А вот по тому самому. Ему внушено тоже.
И – больше: после многолетнего благоприятствия конвой и сам склонился к ворам. Конвой и сам стал вор.
С середины 30-х годов и до середины 40-х, в это десятилетие величайшего разгула блатарей и нижайшего угнетения политических, – никто не припомнит случая, чтобы конвой прекратил грабёж политического в камере, в вагоне, в воронке. Но расскажут вам множество случаев, как конвой принял от воров награбленные вещи и взамен принёс им водки, еды (послаще пайковой), курева. Эти примеры уже стали хрестоматийными.
У конвойного сержанта ведь тоже ничего нет: оружие, скатка, котелок, солдатский паёк. Жестоко было бы требовать от него, чтоб он конвоировал врага народа в дорогой шубе, или в хромовых сапогах, или с кешером (мешком) городских богатых вещей, – и примирился бы с этим неравенством. Да ведь отнять эту роскошь – тоже форма классовой борьбы? А какие ещё тут есть нормы?

> _Записи для разметки ограничивающих рамок_

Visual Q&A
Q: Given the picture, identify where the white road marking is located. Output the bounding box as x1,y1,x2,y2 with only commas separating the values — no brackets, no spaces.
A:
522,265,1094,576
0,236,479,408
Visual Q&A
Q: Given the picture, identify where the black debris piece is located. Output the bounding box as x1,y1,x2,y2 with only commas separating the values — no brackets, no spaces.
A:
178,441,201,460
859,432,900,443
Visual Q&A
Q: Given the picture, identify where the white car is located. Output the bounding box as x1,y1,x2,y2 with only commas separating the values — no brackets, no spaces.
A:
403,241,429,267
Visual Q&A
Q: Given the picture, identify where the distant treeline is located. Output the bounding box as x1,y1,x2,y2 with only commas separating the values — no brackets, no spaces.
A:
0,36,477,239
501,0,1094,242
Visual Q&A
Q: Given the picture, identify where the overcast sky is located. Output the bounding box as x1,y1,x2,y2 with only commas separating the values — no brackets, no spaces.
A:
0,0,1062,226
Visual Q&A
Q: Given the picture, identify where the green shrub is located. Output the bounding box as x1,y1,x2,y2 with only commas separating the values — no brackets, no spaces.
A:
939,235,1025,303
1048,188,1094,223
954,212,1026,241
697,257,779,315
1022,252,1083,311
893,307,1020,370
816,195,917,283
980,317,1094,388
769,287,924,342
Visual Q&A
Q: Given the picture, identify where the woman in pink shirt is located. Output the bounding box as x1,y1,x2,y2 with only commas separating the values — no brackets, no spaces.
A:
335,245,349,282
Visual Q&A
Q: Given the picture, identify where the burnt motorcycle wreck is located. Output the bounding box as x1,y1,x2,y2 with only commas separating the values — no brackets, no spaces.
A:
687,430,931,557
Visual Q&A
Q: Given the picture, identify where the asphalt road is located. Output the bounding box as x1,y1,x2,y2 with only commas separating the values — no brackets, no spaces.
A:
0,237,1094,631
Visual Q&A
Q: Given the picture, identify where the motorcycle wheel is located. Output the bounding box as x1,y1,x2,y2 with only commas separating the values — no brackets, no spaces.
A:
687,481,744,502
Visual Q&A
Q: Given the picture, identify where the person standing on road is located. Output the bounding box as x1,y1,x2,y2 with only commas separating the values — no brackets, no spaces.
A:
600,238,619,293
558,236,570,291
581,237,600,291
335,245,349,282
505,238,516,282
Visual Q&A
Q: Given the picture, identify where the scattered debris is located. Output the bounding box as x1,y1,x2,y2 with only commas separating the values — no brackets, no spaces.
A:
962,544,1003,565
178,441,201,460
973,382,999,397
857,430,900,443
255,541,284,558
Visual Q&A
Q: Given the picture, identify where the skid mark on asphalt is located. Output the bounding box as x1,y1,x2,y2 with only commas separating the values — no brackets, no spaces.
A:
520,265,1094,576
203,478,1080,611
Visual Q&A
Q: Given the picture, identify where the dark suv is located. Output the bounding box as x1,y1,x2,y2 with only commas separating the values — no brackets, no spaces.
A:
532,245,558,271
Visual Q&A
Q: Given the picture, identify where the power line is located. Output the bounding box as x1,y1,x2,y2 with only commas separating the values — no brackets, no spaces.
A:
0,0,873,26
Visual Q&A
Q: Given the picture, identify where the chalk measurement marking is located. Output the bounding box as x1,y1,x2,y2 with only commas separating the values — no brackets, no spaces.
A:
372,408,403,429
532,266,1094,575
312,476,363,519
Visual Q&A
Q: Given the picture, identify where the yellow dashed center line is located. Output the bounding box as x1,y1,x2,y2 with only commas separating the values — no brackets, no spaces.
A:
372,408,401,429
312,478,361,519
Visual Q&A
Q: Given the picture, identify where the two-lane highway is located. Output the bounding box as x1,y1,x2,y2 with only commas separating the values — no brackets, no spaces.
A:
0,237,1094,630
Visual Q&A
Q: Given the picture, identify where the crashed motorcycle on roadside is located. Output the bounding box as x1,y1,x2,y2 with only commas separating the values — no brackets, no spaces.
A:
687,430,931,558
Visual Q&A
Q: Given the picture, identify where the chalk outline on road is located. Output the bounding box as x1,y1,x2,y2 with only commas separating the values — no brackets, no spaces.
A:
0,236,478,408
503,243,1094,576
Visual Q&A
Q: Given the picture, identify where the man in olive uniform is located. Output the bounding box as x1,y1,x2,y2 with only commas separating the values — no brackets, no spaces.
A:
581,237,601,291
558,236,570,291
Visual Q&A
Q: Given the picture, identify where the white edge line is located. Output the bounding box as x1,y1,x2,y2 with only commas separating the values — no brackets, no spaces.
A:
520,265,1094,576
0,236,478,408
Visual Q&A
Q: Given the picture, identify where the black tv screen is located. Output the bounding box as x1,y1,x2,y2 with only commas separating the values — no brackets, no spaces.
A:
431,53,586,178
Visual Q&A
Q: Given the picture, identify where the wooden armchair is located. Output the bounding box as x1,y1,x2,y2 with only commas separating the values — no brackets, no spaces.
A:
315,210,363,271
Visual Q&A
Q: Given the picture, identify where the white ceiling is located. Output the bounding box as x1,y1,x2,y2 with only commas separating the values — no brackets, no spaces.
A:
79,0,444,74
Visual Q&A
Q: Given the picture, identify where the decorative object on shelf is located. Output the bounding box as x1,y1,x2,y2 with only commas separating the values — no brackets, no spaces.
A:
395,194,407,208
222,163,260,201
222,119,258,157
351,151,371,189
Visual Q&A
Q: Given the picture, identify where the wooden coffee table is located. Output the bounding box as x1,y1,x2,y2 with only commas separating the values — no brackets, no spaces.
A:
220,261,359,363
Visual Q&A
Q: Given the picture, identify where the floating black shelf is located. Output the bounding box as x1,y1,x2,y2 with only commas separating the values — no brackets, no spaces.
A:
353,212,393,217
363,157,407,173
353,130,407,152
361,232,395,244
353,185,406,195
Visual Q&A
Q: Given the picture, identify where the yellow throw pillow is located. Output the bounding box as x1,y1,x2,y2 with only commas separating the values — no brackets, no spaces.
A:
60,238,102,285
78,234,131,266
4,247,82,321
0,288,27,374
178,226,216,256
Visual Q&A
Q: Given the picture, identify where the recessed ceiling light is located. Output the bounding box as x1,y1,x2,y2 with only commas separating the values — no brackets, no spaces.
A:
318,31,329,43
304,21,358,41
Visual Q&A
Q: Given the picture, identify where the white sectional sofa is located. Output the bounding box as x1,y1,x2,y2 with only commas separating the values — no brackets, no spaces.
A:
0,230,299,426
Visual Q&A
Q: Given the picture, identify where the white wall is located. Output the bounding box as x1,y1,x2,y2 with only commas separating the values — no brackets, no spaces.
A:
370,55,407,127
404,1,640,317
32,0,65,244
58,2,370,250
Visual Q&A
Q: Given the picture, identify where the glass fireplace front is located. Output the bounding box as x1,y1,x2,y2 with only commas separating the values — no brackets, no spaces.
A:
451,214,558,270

> _Задание 1_
Перечислите всё, что, согласно отрывку о конвое и ворах, есть у конвойного сержанта.
> _Задание 2_
Отредактируйте в отрывке о конвое и ворах участок от «И – больше: после» до «тут есть нормы?», заменив «водки» на «чаю».

> _Ожидаемый ответ 1_
Оружие, скатка, котелок, солдатский паёк.

> _Ожидаемый ответ 2_
И – больше: после многолетнего благоприятствия конвой и сам склонился к ворам. Конвой и сам стал вор.
С середины 30-х годов и до середины 40-х, в это десятилетие величайшего разгула блатарей и нижайшего угнетения политических, – никто не припомнит случая, чтобы конвой прекратил грабёж политического в камере, в вагоне, в воронке. Но расскажут вам множество случаев, как конвой принял от воров награбленные вещи и взамен принёс им чаю, еды (послаще пайковой), курева. Эти примеры уже стали хрестоматийными.
У конвойного сержанта ведь тоже ничего нет: оружие, скатка, котелок, солдатский паёк. Жестоко было бы требовать от него, чтоб он конвоировал врага народа в дорогой шубе, или в хромовых сапогах, или с кешером (мешком) городских богатых вещей, – и примирился бы с этим неравенством. Да ведь отнять эту роскошь – тоже форма классовой борьбы? А какие ещё тут есть нормы?